By addressing the challenges and implementing the proposed recommendations, coverages can become a powerful and versatile data structure for ARD in Earth observation which will enable efficient and accurate analysis for diverse applications, advancing scientific research and decision-making in EO.

5.  Synthetic Data Scenario

NOTE:    This scenario was led and implemented by Rendered.AI.

5.1.  Introduction

One of the fundamental reasons to define Analysis Ready Data standards is that it is common for real world datasets to have insufficient metadata or structure for common tasks and analyses. Synthetic data generation, the process of creating datasets that simulate real data according to predefined specifications, offers an opportunity to advance the concept and application of ARD by the following.

  1. Providing benchmark or referenceable examples of how an ideal dataset would be composed including content, metadata, and structure.

  2. Supporting specific use cases or examples of commonly used datasets, such as Earth observations satellite content, that can be used to test data processing tools and pipelines.

  3. Providing experimental input for both training and validating algorithms used to process real sensor data.

This Testbed 19 ARD project provided a demonstration of a synthetic data generation pipeline that produces diverse datasets in an ARD-compliant format, specifically the CEOS ARD for Land – Surface Reflectance (CARD4L-SR) Standard. The goal of this process is to better understand how synthetic data can provide value to the creators and users of ARD, and how the framework for ARD can likewise benefit the creators and users of synthetic data. In the process, the implications of synthetic data generation within this ARD framework are explored as well as what elements of an ARD specification might be beneficial for supporting synthetic data and its uses.

AIM A:
Answer these questions from the synthetic data passage:
(i) Which organization led and implemented the scenario?
(ii) What standard do the pipeline's datasets comply with?
(iii) What is named as an example of commonly used datasets?
The entries that follow have no connection to the passage above.

PROVIDED INFORMATION:
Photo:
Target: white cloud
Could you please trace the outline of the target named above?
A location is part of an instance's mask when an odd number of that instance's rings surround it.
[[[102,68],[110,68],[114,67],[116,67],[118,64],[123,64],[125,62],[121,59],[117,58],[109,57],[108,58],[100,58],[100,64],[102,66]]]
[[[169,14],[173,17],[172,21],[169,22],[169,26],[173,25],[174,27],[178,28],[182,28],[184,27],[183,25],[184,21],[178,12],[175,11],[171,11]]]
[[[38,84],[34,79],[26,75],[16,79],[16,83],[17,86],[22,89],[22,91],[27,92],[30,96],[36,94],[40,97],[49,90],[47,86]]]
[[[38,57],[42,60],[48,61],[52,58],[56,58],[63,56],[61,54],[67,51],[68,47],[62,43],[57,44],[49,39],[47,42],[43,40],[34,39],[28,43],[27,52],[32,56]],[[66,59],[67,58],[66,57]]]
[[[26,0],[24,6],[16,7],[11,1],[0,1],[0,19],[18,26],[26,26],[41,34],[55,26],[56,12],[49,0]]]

AIM B: Rewrite every entry with "white cloud" replaced by "cloud", keeping everything else in the entries the same.

EXERCISE OUTPUT A:
(i) Rendered.AI
(ii) The CEOS ARD for Land – Surface Reflectance (CARD4L-SR) Standard
(iii) Earth observations satellite content

EXERCISE OUTPUT B:
Photo:
Target: cloud
Could you please trace the outline of the target named above?
A location is part of an instance's mask when an odd number of that instance's rings surround it.
[[[102,68],[110,68],[114,67],[116,67],[118,64],[123,64],[125,62],[121,59],[117,58],[109,57],[108,58],[100,58],[100,64],[102,66]]]
[[[169,14],[173,17],[172,21],[169,22],[169,26],[173,25],[174,27],[178,28],[182,28],[184,27],[183,25],[184,21],[178,12],[175,11],[171,11]]]
[[[38,84],[34,79],[26,75],[16,79],[16,83],[17,86],[22,89],[22,91],[27,92],[30,96],[36,94],[40,97],[49,90],[47,86]]]
[[[38,57],[42,60],[48,61],[52,58],[56,58],[63,56],[61,54],[67,51],[68,47],[62,43],[57,44],[49,39],[47,42],[43,40],[34,39],[28,43],[27,52],[32,56]],[[66,59],[67,58],[66,57]]]
[[[26,0],[24,6],[16,7],[11,1],[0,1],[0,19],[18,26],[26,26],[41,34],[55,26],[56,12],[49,0]]]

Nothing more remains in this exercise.